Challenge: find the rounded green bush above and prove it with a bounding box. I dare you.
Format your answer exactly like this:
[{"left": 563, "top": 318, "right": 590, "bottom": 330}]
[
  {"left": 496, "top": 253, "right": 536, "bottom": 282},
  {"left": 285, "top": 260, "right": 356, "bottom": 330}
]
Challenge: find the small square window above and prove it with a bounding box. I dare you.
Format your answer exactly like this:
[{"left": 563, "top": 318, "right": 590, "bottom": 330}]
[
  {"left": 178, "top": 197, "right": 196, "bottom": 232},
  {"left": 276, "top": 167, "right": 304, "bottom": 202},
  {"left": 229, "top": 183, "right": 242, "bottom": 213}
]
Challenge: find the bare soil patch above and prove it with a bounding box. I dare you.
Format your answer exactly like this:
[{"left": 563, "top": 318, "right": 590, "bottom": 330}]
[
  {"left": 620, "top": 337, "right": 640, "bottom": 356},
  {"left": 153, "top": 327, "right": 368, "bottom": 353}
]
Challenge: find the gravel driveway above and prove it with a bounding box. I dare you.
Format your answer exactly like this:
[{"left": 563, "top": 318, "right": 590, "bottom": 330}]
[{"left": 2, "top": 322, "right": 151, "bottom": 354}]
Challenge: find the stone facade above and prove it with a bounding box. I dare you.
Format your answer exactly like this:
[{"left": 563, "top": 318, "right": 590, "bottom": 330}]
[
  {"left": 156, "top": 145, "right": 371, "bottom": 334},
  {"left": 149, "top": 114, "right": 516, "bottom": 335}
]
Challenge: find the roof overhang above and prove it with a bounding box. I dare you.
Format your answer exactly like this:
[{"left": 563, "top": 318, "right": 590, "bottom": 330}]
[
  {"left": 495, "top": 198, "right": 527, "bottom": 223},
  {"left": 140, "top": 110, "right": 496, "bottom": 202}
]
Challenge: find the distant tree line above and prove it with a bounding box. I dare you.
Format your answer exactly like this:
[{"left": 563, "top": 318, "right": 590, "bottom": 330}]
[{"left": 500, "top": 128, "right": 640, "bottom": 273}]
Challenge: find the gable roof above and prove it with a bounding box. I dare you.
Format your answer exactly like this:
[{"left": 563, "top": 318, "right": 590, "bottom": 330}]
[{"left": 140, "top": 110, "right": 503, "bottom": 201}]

------------------------------------------------------------

**Request**:
Copy out the records exactly, from the line containing "Challenge: find the gable" through the end of the records.

**Solution**:
Challenge: find the gable roof above and prove it with a bounding box. I dare you.
Format your answer exactly like this:
[{"left": 563, "top": 318, "right": 590, "bottom": 330}]
[{"left": 140, "top": 110, "right": 503, "bottom": 201}]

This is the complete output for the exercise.